> [What needs to be done]:
From the entries below, please output exactly the lines starting at the one containing "If you could pick out the small" and ending at the one containing "If you could pick out the blue curtain", both included.

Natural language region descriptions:
# # # # # # #
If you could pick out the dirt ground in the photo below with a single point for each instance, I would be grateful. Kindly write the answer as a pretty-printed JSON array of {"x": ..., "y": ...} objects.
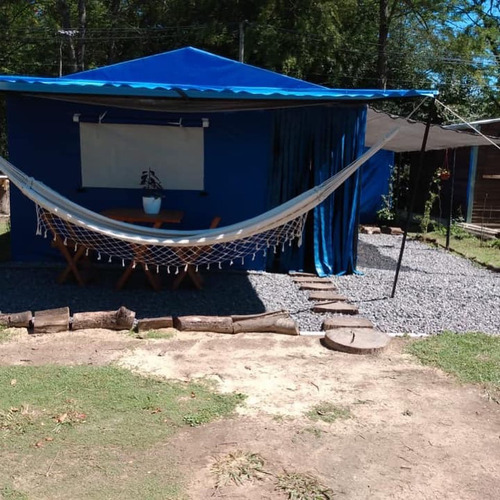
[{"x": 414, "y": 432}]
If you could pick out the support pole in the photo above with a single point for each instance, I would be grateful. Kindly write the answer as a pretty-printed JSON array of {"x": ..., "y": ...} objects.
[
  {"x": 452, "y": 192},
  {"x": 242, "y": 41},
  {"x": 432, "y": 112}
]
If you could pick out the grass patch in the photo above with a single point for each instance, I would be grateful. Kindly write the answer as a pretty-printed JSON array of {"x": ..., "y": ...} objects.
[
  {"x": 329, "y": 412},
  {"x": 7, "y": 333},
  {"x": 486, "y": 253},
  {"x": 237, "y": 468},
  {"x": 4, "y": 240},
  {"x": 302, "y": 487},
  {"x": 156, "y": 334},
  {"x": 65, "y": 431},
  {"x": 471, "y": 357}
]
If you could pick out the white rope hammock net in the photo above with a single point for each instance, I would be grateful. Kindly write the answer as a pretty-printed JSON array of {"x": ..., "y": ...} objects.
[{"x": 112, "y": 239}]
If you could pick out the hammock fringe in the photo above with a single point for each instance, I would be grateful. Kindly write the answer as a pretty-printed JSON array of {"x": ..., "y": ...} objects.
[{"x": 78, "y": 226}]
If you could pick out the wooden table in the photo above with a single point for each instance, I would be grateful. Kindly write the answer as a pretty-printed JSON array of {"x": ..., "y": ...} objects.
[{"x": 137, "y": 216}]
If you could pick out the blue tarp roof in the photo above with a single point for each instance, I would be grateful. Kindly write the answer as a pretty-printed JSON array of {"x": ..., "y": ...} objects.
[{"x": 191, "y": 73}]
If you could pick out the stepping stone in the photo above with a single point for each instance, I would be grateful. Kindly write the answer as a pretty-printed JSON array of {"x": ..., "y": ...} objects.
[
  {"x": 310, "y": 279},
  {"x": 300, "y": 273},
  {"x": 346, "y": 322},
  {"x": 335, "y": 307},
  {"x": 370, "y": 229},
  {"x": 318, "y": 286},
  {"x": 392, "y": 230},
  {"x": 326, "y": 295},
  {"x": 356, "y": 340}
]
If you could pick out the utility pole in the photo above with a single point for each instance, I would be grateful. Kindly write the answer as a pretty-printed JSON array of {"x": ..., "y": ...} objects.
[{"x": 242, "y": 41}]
# # # # # # #
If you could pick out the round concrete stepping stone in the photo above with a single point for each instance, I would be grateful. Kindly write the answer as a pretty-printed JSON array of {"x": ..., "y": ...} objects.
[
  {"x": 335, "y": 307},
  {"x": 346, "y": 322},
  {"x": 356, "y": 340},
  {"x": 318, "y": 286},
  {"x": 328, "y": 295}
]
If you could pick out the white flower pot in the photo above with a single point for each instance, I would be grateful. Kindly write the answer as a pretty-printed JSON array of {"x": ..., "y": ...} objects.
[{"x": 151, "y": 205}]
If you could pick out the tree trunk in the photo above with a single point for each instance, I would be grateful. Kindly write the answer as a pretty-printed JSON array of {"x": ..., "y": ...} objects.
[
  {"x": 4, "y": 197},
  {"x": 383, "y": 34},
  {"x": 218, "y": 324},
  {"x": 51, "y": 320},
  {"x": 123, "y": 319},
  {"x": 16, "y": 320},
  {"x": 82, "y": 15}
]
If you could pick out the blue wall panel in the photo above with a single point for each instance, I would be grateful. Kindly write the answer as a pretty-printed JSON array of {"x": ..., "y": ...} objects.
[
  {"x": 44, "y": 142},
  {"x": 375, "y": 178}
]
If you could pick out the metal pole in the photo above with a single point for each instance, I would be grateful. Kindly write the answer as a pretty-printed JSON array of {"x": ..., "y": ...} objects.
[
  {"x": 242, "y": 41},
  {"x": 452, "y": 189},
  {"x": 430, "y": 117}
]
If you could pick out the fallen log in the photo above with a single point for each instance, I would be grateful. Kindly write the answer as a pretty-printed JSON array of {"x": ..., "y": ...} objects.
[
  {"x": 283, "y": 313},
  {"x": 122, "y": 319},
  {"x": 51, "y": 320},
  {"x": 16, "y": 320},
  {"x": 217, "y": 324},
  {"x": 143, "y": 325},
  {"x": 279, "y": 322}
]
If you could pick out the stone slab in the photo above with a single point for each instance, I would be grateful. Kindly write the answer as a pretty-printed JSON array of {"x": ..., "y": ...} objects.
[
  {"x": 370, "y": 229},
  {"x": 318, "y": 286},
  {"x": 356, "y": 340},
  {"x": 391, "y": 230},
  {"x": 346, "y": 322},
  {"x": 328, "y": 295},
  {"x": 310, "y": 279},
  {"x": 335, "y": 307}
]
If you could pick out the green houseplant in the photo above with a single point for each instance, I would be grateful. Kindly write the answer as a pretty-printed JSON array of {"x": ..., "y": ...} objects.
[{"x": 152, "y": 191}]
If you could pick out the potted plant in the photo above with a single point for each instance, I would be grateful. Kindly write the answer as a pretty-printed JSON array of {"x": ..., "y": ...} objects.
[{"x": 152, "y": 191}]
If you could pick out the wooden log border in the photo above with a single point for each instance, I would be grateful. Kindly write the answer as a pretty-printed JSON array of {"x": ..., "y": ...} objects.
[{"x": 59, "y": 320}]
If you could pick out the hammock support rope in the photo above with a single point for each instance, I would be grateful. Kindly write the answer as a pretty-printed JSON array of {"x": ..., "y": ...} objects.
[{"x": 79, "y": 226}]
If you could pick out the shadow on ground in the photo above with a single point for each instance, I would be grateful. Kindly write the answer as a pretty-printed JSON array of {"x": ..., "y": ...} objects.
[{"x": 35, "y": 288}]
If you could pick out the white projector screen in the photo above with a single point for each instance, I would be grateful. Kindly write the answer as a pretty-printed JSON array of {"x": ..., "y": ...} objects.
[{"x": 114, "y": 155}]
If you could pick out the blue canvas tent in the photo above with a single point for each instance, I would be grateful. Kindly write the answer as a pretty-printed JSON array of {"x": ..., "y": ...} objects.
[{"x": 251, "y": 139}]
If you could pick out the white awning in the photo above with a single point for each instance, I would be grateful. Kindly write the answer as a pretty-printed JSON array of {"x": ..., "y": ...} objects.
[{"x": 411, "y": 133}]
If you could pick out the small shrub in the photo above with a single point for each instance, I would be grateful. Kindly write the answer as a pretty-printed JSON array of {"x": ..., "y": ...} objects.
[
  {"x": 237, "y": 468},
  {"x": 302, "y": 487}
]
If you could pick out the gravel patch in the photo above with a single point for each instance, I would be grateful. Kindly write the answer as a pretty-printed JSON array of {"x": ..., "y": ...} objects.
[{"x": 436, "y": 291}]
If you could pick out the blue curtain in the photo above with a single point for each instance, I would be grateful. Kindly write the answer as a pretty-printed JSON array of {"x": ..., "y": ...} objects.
# # # # # # #
> [Answer for the task]:
If you could pick out the small shrub in the photo above with a single point for each instance, I would be grateful. Kindly write the answer as a pretty-printed JSON array of {"x": ..., "y": ...} objects.
[
  {"x": 237, "y": 468},
  {"x": 302, "y": 487}
]
If you could pick out the gravel patch in the photo above with a single point for each instance, I would be grateful. Kindly write the answer as a pretty-printed JSON array of {"x": ..., "y": ...} objects.
[{"x": 436, "y": 291}]
If you could pick out the blue curtain in the photo above with a single point for each instance, I would be grateful. Kindly write the answer as a pretty-printed JSON array of {"x": ..., "y": ...} objects.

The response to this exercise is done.